Records supplied

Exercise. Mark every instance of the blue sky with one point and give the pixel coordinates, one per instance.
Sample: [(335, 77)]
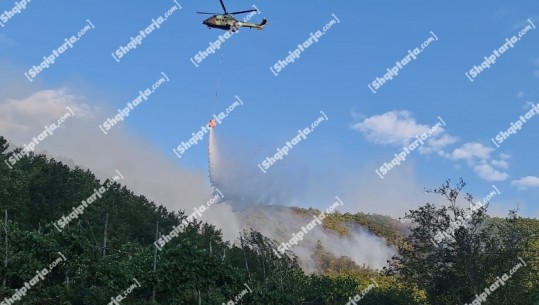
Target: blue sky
[(364, 129)]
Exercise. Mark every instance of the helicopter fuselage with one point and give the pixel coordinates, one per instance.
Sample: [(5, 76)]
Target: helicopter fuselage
[(223, 22)]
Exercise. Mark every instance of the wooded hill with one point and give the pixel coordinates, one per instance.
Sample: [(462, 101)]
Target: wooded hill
[(111, 245)]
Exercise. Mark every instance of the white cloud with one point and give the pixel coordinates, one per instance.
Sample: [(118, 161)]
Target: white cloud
[(399, 128), (437, 144), (38, 109), (470, 151), (146, 169), (393, 127), (500, 164), (526, 182), (487, 172), (479, 158)]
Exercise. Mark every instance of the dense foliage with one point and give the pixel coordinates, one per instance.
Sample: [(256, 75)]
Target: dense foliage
[(111, 246)]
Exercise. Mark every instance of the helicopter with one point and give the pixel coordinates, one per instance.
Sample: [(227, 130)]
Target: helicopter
[(226, 21)]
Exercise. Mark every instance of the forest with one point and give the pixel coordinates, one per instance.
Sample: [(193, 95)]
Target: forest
[(108, 255)]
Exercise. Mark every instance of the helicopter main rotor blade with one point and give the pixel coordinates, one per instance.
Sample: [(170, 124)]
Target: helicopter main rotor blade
[(242, 12), (223, 5)]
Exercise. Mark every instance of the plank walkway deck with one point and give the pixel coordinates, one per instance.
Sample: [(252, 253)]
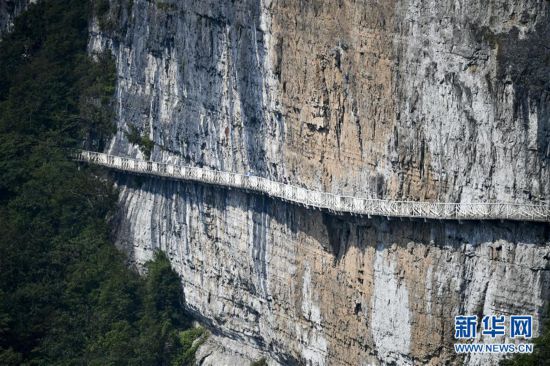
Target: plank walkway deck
[(323, 200)]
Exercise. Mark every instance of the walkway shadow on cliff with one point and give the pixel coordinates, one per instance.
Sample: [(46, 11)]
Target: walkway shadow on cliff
[(338, 233)]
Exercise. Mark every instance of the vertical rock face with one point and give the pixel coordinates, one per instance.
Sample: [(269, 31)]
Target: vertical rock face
[(399, 99)]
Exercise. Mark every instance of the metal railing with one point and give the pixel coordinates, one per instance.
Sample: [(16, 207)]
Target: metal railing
[(324, 200)]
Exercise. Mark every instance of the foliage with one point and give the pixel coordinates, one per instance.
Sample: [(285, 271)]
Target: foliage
[(66, 294), (190, 340), (541, 350), (145, 144)]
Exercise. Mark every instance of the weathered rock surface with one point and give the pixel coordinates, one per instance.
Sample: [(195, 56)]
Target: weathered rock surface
[(401, 99)]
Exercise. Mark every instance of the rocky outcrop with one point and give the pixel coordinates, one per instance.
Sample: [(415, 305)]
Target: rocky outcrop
[(396, 99), (306, 287)]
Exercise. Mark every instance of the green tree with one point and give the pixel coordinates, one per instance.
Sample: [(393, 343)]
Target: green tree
[(66, 294)]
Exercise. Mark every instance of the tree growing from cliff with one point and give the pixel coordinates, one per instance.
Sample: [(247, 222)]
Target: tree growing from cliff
[(66, 294)]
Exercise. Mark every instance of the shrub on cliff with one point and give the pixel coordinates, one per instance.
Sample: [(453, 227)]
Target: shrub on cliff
[(66, 294)]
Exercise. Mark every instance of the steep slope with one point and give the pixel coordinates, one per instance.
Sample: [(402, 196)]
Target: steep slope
[(405, 99)]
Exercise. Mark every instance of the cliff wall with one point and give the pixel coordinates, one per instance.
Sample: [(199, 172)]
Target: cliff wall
[(401, 99)]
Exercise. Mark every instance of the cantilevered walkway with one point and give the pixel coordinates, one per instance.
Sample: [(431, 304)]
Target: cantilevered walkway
[(324, 200)]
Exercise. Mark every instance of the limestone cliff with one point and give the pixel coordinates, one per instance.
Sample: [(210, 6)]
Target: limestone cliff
[(399, 99)]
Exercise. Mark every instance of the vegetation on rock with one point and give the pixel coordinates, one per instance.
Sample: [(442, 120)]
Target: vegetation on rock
[(66, 293)]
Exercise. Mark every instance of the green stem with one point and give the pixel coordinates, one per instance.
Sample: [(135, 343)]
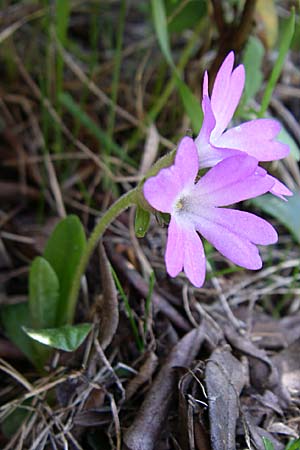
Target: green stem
[(128, 199)]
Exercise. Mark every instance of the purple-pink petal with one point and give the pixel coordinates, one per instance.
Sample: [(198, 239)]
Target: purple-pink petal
[(257, 138), (226, 94), (174, 255), (160, 191), (279, 189), (233, 246), (246, 225), (194, 257), (232, 180), (208, 125)]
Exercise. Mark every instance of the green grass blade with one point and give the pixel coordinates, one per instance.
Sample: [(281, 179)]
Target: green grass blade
[(283, 49), (116, 72), (43, 294), (190, 102), (129, 312)]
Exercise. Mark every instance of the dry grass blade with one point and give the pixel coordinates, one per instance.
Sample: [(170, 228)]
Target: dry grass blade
[(107, 305), (224, 379)]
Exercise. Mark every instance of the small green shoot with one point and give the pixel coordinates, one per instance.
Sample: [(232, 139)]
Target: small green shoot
[(129, 312), (285, 43), (67, 337), (63, 251), (149, 300), (141, 222)]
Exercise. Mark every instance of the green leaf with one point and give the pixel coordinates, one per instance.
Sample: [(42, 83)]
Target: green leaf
[(285, 43), (285, 137), (63, 251), (287, 213), (141, 222), (67, 337), (161, 28), (252, 60), (191, 105), (190, 102), (43, 294), (268, 444), (13, 318)]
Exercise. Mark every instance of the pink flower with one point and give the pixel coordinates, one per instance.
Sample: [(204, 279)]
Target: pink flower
[(197, 208), (256, 137)]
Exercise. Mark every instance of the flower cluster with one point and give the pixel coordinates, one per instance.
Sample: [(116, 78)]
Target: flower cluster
[(233, 156)]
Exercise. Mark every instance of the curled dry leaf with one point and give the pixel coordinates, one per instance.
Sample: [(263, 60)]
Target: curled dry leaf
[(143, 433), (193, 432), (145, 373), (150, 149), (224, 377), (107, 306)]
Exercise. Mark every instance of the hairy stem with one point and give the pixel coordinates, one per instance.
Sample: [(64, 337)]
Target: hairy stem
[(128, 199)]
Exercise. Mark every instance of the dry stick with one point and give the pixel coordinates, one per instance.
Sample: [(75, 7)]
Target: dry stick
[(69, 61), (144, 432), (140, 284), (82, 147), (231, 37)]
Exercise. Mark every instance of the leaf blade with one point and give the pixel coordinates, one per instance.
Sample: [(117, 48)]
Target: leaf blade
[(63, 251), (43, 294), (67, 337)]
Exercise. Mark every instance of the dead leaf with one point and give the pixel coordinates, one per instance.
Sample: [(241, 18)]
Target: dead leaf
[(107, 308), (143, 433), (224, 378), (258, 433), (288, 364), (145, 373), (193, 432), (150, 149)]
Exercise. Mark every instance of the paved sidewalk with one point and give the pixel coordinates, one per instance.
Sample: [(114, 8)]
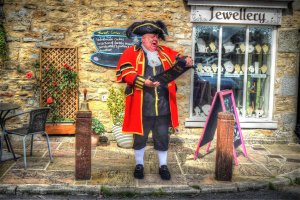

To be done
Can you reproduce the whole listing above word for word, leaving out the pictures?

Result of this exercise
Exercise. Mark every instance of the blue sky with one point and give the pixel coordinates, one per instance.
Sample: [(335, 77)]
Target: blue sky
[(364, 129)]
Exercise. Mark every instance of the helicopter fuselage with one point and give the pixel coordinates, one per instance.
Sample: [(5, 76)]
Target: helicopter fuselage
[(223, 22)]
Exercise. Mark every instance of the wooded hill with one point and give the pixel coordinates, one per instance.
Sample: [(462, 101)]
Target: wooded hill
[(111, 245)]
Exercise. Mark every instance of the white cloud with one point and give the pixel coordinates, one per instance.
Sample: [(118, 161)]
Target: white cloud
[(399, 128), (437, 144), (38, 109), (470, 151), (146, 169), (393, 127), (500, 164), (526, 182), (487, 172), (479, 158)]
Exercise. Mark every instance of the dense foliage with one point and give the pixel coordinates, one per instance.
Sample: [(256, 75)]
Target: dense foliage
[(111, 246)]
Exercise. Mark every instance of the helicopter with one point and give the pixel coordinates, one per instance.
Sample: [(227, 130)]
Target: helicopter
[(226, 21)]
Exercise. Mark every instance of the forest with one point and give the pixel coordinates, one per instance.
Sample: [(193, 95)]
Target: forest
[(108, 255)]
Exercise. Mark every instance of the helicopter main rotor blade with one point and give the pixel coordinates, one per instance.
Sample: [(170, 124)]
Target: helicopter main rotor blade
[(242, 12), (223, 5)]
Exercise. Mark every instance of the plank walkway deck with one point and give the pixel coordinates, one per instance.
Sample: [(252, 253)]
Target: plank walkway deck
[(323, 200)]
Exercise. Mark every instance of the walkway shadow on cliff with one point and give the pixel coordinates, one per instance.
Sample: [(46, 11)]
Target: walkway shadow on cliff
[(338, 233)]
Exercise. Mark every instance of the vertical rock face with one point and give the pixel coordinates, one per instance.
Sample: [(269, 31)]
Target: vertical rock face
[(399, 99)]
Exercise. Mark every instance of the metal railing with one point and give the pixel coordinates, one per instance.
Sample: [(16, 207)]
Target: metal railing
[(324, 200)]
Exercise. Mark every instance of the foliage with one point and give the pixel coordinates, one per instance.
Sample: [(285, 271)]
Target: foliage
[(66, 294), (190, 340), (541, 350), (145, 144)]
Exercise. Mark every instance of the weathered rock surface with one point and give the pixel coordinates, one per instance.
Sample: [(195, 56)]
Target: weathered rock surface
[(401, 99)]
Exercise. Mark every instance of the rocky outcrop with one point and give the pixel coordinates, one per instance.
Sample: [(415, 305)]
Target: rocky outcrop
[(396, 99), (306, 287)]
Exercise. Mark every instance of the green tree with one point and give the pixel coordinates, one per instance.
Sample: [(393, 343)]
Target: green tree
[(66, 294)]
Exercise. Mark every instance of the tree growing from cliff with one point and give the pixel coordinates, one per instance.
Sample: [(247, 222)]
Target: tree growing from cliff
[(66, 294)]
Exercise. Mark every instance of the shrub on cliff with one point and give the pixel coordinates, one per instance.
Sample: [(453, 227)]
Target: shrub on cliff
[(66, 294)]
Exercise. Mark every instance of the steep slope with one point and give the pixel coordinates, one per instance.
Sample: [(402, 196)]
Target: steep slope
[(405, 99)]
Exercise. Mark every instance of the cliff wall with one point and give the pixel coordinates, one per instance.
Sample: [(199, 172)]
Target: cliff wall
[(401, 99)]
Exercise. Mark every instance of the cantilevered walkway with one point and give the pixel coordinates, one per instance.
Sample: [(431, 304)]
Target: cantilevered walkway
[(324, 200)]
Exercise. Mark every instance of the limestone cliff with one point and give the pixel coordinates, one per instance.
Sample: [(210, 6)]
Target: limestone cliff
[(399, 99)]
Exercise. Mark every instance of the vegetation on rock with one point and give the pixel coordinates, one per instance.
Sample: [(442, 120)]
Target: vegetation on rock
[(66, 293)]
Exercise. Mark every instance of the green stem with one point and give the pixel coordinates, one per instance.
Sample: [(135, 343)]
Target: green stem
[(128, 199)]
Exercise. Mark every instance of the purple-pink petal with one point and give the pixel coordinates, one per instance.
Sample: [(198, 239)]
Target: purple-pink petal
[(257, 138), (226, 94), (174, 255), (160, 191), (279, 189), (233, 246), (246, 225), (194, 257), (232, 180), (208, 125)]
Exercise. Mark every instance of the green grass blade with one point and give the pixel coordinates, one per instance.
Sample: [(281, 179)]
Target: green grass blade
[(283, 49), (116, 72), (43, 294), (190, 102), (129, 312)]
Exercise. Mark every instance of the dry grass blade with one point and give the pixel coordinates, one per instance.
Sample: [(170, 228)]
Target: dry grass blade
[(107, 305), (224, 379)]
Exercise. Mark every instance of the small green shoot with one point and give the pixel coordinates, one per instance.
Sample: [(232, 139)]
Target: small green shoot
[(129, 312), (285, 43), (67, 337), (63, 251), (149, 300), (141, 222)]
Exercise. Mark every instance of the green leaf with one point and give the pixel coordinates, one per instance.
Sample: [(42, 83)]
Target: green leaf
[(285, 43), (285, 137), (63, 251), (287, 213), (141, 222), (67, 337), (161, 28), (252, 60), (191, 105), (190, 102), (43, 294), (268, 444), (13, 318)]
Exercise. Mark every instance of the pink flower with one point and give the pixel coordinates, one per instance.
Sample: [(204, 279)]
Target: pink flower
[(197, 208), (256, 137)]
Exercise. Mark every instance of the flower cluster with one point and give the pixel coordinates, one per instance.
Sample: [(116, 78)]
Target: flower cluster
[(233, 156)]
Exercise. Mark every instance of the curled dry leaf with one point and give the pixel coordinates, one per instance.
Sample: [(263, 60)]
Target: curled dry leaf
[(143, 433), (193, 432), (145, 373), (150, 149), (224, 377), (107, 306)]
Exercise. Mark every instance of the hairy stem with one point and give the pixel coordinates, one per instance.
Sample: [(64, 337)]
Target: hairy stem
[(128, 199)]
Exercise. Mark every instance of the dry stick with one point and give the pixel coordinates, one per instance.
Sample: [(75, 7)]
Target: dry stick
[(69, 61), (144, 432), (140, 284), (82, 147), (231, 37)]
Exercise. Mark every instance of the leaf blade with one point and give the pixel coordinates, one per instance.
Sample: [(117, 48)]
Target: leaf blade
[(63, 251), (43, 294), (67, 337)]
Exercise. Mark every instance of the dead leaf with one point and give the pixel coordinates, one per instance.
Sample: [(241, 18)]
Target: dead leaf
[(107, 308), (143, 433), (224, 378), (258, 433), (288, 364), (145, 373), (193, 432), (150, 149)]
Exercise. Mark every instance of the paved sidewalk with one point and give the pixel coordinates, one per instance.
Sample: [(114, 8)]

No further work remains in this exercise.